■ Exercise aim:
Write the records out again in full, word for word.

■ Given data:
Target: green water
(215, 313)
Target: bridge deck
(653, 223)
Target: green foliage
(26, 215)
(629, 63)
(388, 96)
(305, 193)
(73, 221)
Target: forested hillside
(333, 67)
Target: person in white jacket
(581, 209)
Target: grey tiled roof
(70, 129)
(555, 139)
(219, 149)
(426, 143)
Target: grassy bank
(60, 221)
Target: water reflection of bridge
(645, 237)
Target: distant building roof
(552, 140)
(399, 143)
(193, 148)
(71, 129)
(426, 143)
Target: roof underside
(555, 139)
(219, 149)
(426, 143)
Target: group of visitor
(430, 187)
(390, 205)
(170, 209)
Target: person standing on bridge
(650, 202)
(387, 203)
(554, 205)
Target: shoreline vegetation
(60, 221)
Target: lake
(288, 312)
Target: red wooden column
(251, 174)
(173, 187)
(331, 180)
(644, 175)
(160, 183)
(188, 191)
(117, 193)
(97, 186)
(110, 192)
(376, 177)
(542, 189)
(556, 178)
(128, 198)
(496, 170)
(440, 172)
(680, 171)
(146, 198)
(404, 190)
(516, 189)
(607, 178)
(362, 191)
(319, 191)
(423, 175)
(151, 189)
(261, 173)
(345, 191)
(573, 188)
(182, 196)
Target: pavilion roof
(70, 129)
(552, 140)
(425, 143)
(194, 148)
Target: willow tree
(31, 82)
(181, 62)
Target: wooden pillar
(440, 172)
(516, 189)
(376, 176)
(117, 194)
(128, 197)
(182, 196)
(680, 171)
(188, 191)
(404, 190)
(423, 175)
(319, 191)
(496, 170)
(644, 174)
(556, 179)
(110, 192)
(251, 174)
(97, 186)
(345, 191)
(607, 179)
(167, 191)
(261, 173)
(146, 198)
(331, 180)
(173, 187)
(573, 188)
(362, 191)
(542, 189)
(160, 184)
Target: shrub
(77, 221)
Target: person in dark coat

■ Response to the exercise:
Target: green water
(215, 313)
Target: bridge deck
(653, 223)
Target: green foliage
(26, 215)
(629, 63)
(388, 96)
(305, 193)
(73, 221)
Target: forested hillside
(333, 67)
Target: person in white jacket
(581, 209)
Target: grey tiled roof
(70, 129)
(555, 139)
(219, 149)
(426, 143)
Target: grassy bank
(60, 221)
Target: water reflection of bridge
(645, 237)
Target: distant building roof
(552, 140)
(399, 143)
(193, 148)
(71, 129)
(426, 143)
Target: roof underside
(555, 139)
(219, 149)
(426, 143)
Target: group of visitor
(430, 187)
(390, 205)
(170, 209)
Target: person standing on bridge
(650, 202)
(387, 203)
(554, 205)
Target: shoreline vegetation
(60, 221)
Target: lake
(288, 312)
Target: red wooden column
(251, 174)
(173, 187)
(331, 180)
(644, 175)
(160, 183)
(188, 191)
(117, 193)
(97, 186)
(110, 192)
(376, 177)
(542, 189)
(556, 178)
(128, 198)
(496, 170)
(440, 172)
(680, 171)
(146, 198)
(404, 190)
(516, 189)
(607, 178)
(362, 191)
(319, 191)
(423, 175)
(151, 189)
(261, 173)
(345, 191)
(573, 188)
(182, 196)
Target: pavilion roof
(70, 129)
(552, 140)
(425, 143)
(194, 148)
Target: willow tree
(31, 82)
(181, 62)
Target: wooden pillar
(440, 172)
(516, 189)
(376, 176)
(117, 194)
(128, 197)
(182, 196)
(680, 171)
(188, 191)
(404, 190)
(423, 175)
(319, 191)
(496, 170)
(644, 174)
(556, 179)
(110, 192)
(251, 174)
(97, 186)
(345, 191)
(607, 179)
(167, 191)
(261, 173)
(146, 198)
(331, 180)
(173, 187)
(573, 188)
(362, 191)
(542, 189)
(160, 184)
Target: shrub
(77, 221)
Target: person in dark coat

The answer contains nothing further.